[Begin Given records]

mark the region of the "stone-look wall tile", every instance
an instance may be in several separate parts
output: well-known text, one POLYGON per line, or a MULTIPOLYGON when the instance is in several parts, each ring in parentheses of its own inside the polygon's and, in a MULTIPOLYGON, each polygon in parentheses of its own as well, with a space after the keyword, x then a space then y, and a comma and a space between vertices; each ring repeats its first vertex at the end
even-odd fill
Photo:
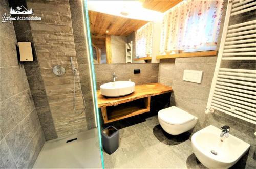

[End Given records]

● Directive: Please repeat the records word for word, starting at the first line and ending at the line containing "an instance may be in several separate parts", with that line included.

● Full output:
mark the region of the "stone-look wall tile", every instance
an instance may be in several separate parts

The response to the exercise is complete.